Excerpt to read:
------------------------------------------------------------
# Service Action 40M3



## nkresho (Aug 8, 2010)

We got a letter that we need to visit the dealer to replace "coupling rod nuts" and maybe an AC drain tube.

Haven't scheduled yet, but they're quoting an hour.

Service Action 40M3


----------



## Harrybinh (Sep 21, 2017)

I got the same. Will bring in w/ 5k service as well as update the software 


Sent from my iPhone using Tapatalk


----------



## der_apoteker (Mar 27, 2017)

what software update are you referring to?


----------



## juched (Nov 12, 2004)

No letter here in Canada yet. Also curious if software update. 


Sent from my iPhone using Tapatalk


----------



## CanadianJetta2.0T (Sep 14, 2006)

Got the letter this week (in Canada). I will also wait a little to do the first service at the same time + fix the headunit (1 full lcd line is blank)


----------



## juched (Nov 12, 2004)

CanadianJetta2.0T said:


> Got the letter this week (in Canada). I will also wait a little to do the first service at the same time + fix the headunit (1 full lcd line is blank)


Will rush home and check the mail. Need to get the dog sled ready. 


Sent from my iPhone using Tapatalk


----------



## AudiVW guy (Feb 7, 2006)

nkresho said:


> We got a letter that we need to visit the dealer to replace "coupling rod nuts" and maybe an AC drain tube.
> 
> Haven't scheduled yet, but they're quoting an hour.
> 
> Service Action 40M3


yes i got the letter in canada
so i will get the air condition checked..
but my buddy got the gas tank letter. 
i wish i had that one instead - could explain the piss pour mileage lol


----------



## 0macman0 (Nov 6, 2017)

I got the letter as well, and am glad because I have experienced moldy smelling ac probably because he drain isn’t draining right. Also off road I can hear the loose fastener. Way to go VW on being proactive.
------------------------------------------------------------
[Box annotations for photos]
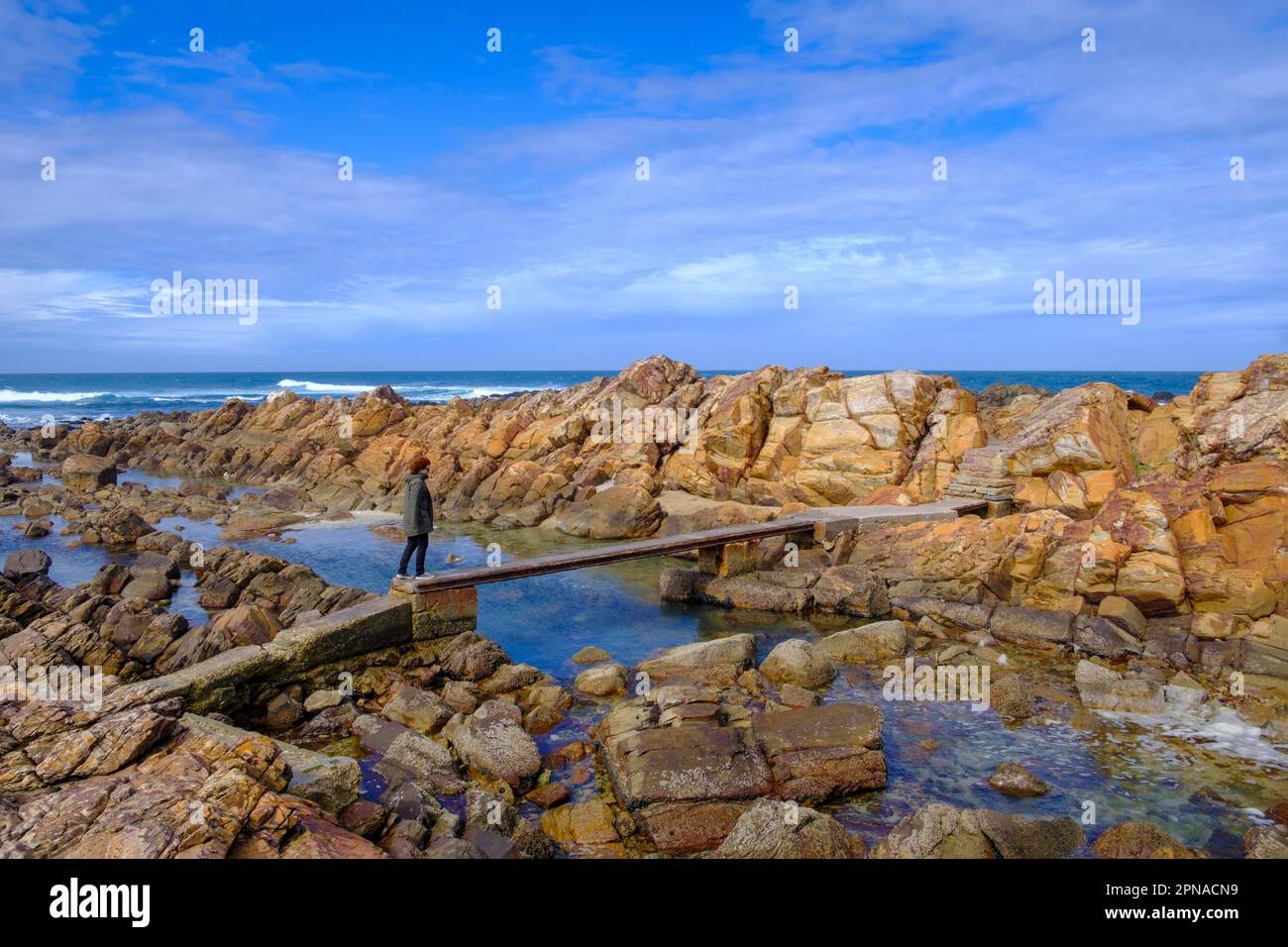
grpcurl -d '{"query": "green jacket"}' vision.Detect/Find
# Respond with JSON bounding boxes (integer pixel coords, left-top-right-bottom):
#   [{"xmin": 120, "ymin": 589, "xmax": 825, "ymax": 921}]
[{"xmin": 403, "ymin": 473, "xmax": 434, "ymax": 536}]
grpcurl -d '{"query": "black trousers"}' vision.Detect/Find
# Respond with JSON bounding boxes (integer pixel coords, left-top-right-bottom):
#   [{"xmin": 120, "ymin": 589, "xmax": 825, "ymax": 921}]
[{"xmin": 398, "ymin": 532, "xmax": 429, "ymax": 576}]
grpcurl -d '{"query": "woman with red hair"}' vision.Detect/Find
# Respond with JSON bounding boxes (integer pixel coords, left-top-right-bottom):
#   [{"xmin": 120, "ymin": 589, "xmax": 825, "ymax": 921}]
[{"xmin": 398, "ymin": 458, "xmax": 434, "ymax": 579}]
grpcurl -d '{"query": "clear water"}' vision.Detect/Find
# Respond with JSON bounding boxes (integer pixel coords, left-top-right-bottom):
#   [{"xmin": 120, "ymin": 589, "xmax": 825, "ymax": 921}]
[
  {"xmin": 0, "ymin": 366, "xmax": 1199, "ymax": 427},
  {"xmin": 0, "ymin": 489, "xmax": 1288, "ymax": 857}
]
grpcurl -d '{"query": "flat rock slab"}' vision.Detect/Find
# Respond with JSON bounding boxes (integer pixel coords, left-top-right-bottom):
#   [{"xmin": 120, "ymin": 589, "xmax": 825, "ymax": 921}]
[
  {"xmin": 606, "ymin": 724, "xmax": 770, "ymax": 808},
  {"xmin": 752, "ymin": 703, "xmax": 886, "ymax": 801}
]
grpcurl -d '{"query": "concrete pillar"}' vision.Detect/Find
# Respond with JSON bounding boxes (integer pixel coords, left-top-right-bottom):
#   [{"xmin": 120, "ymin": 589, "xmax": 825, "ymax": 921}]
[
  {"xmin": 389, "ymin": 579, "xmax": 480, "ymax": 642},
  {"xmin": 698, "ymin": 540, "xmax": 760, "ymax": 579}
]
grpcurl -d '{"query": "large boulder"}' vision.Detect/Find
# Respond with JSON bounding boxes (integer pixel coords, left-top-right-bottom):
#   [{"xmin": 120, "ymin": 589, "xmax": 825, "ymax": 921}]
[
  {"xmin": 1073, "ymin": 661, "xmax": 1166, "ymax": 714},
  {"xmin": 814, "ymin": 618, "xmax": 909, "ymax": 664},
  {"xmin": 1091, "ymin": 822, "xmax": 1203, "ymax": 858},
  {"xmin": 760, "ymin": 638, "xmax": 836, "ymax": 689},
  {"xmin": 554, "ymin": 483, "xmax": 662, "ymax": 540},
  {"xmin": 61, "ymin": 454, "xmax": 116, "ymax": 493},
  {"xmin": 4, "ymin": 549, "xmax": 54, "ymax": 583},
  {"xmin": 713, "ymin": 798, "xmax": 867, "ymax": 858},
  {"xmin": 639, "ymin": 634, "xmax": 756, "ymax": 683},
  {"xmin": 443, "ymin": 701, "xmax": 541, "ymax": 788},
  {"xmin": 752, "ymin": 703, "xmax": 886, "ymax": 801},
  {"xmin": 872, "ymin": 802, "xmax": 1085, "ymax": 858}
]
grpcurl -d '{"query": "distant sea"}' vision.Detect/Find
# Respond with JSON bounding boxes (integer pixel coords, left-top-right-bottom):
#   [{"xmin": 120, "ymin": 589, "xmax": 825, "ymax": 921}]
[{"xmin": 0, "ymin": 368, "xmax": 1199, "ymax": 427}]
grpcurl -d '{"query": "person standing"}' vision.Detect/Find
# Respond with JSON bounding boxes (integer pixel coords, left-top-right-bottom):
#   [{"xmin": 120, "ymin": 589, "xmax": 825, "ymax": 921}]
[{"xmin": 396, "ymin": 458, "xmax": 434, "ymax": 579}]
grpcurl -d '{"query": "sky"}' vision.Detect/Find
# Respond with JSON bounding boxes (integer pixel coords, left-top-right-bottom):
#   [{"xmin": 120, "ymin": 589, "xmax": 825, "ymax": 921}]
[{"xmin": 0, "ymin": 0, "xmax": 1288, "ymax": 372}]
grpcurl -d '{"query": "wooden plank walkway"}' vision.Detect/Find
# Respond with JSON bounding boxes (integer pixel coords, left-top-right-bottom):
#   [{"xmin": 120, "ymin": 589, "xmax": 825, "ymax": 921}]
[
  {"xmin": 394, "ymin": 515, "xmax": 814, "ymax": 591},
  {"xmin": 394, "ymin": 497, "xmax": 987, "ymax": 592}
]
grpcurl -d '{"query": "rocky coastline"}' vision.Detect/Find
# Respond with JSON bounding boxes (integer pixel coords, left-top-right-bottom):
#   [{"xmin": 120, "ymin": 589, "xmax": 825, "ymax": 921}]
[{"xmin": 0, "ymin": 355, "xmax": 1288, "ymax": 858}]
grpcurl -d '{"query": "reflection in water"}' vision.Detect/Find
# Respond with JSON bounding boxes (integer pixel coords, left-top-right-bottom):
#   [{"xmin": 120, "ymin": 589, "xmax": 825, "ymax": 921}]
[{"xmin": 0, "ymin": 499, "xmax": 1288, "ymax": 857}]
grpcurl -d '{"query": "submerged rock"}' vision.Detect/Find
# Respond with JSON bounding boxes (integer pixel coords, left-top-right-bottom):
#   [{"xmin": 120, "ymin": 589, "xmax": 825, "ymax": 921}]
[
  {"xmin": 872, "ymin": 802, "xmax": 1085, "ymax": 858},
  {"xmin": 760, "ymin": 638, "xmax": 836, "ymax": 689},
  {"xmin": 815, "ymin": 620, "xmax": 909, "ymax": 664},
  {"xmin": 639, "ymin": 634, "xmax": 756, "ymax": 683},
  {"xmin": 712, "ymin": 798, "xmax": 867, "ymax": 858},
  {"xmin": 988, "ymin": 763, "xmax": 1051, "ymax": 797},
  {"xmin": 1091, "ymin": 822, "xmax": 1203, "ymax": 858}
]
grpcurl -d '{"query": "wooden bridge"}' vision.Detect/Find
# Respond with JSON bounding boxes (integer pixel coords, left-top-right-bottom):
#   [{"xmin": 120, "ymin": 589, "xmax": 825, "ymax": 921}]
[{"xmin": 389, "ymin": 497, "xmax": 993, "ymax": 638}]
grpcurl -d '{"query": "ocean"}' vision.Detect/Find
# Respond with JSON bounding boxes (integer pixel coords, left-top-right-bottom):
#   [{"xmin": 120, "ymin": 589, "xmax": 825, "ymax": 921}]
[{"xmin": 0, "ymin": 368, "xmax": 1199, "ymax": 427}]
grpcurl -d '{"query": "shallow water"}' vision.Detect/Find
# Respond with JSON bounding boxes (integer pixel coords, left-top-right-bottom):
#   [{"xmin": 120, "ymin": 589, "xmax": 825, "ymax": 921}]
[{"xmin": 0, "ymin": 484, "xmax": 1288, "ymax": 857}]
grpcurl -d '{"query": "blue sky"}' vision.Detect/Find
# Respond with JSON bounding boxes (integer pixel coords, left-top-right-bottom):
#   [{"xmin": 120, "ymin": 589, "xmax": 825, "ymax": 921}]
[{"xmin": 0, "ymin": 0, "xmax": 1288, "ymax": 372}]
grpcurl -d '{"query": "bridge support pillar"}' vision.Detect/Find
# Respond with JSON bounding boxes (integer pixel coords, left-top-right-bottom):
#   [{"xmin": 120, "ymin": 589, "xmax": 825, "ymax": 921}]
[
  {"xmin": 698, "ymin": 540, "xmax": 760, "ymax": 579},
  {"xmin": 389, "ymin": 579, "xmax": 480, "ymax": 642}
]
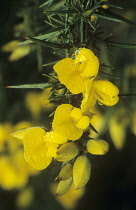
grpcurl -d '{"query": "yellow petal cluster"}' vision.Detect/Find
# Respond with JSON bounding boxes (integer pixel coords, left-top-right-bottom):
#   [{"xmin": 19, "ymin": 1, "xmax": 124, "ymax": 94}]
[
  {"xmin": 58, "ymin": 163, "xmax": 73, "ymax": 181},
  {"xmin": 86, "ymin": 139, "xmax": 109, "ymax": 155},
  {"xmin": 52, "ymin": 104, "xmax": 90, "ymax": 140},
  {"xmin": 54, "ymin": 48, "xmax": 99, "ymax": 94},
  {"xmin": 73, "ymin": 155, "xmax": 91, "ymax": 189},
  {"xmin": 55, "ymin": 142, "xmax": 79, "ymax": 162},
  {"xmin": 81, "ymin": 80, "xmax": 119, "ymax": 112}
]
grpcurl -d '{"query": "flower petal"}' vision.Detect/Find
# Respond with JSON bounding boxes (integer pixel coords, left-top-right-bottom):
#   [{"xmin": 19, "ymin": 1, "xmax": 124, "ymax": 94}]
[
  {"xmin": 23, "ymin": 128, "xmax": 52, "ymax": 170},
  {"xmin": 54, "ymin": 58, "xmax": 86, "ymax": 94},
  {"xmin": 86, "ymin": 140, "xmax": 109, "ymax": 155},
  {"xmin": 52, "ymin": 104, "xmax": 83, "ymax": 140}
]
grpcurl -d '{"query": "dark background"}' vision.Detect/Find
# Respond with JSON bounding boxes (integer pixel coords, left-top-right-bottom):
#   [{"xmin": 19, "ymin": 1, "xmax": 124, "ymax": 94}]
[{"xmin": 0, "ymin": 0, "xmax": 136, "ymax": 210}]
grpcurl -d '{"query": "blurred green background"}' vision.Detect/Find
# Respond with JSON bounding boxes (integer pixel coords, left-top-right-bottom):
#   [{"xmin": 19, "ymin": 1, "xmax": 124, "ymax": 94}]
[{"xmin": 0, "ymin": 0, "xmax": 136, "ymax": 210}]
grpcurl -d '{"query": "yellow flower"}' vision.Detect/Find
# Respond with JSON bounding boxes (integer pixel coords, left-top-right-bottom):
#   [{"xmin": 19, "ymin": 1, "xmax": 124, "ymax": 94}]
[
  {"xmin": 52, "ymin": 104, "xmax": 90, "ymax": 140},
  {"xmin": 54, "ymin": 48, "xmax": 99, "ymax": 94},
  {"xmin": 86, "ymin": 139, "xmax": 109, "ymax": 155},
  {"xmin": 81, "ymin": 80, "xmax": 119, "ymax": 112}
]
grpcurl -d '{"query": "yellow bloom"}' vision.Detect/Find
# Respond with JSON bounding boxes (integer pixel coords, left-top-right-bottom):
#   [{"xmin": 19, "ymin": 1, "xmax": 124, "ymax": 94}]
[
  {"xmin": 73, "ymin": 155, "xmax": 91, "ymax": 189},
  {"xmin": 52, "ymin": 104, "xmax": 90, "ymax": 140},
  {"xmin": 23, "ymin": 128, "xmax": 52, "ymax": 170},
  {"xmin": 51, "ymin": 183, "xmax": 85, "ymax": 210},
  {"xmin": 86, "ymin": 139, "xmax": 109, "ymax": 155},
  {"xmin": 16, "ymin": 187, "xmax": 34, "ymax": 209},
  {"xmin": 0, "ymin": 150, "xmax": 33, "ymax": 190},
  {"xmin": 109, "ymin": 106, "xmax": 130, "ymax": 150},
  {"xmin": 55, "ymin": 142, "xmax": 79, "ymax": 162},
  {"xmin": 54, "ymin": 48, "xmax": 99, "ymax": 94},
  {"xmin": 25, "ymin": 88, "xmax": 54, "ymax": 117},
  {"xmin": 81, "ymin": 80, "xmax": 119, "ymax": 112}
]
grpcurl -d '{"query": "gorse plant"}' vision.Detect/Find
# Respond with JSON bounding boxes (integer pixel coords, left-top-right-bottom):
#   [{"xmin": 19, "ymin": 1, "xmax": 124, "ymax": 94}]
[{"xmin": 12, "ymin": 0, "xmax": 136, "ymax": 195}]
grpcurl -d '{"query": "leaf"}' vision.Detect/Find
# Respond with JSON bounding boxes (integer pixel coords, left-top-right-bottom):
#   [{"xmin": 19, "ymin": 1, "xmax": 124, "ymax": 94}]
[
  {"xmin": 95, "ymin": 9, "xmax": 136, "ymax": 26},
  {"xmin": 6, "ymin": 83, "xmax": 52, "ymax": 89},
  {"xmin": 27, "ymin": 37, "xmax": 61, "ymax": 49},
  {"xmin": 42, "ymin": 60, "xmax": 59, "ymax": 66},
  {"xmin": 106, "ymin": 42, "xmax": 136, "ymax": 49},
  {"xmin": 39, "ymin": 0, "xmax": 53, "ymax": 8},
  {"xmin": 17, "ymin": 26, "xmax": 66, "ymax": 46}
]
------------------------------------------------------------
Jobs:
(1) Extract from the Service Action 40M3 thread the part that opens with the words containing "## nkresho (Aug" and closes with "(Sep 21, 2017)".
(2) In the Service Action 40M3 thread, what does the opening post say the letter asks owners to have the dealer replace?

Responses to the tasks:
(1)
## nkresho (Aug 8, 2010)

We got a letter that we need to visit the dealer to replace "coupling rod nuts" and maybe an AC drain tube.

Haven't scheduled yet, but they're quoting an hour.

Service Action 40M3


----------



## Harrybinh (Sep 21, 2017)

(2) The "coupling rod nuts" and maybe an AC drain tube.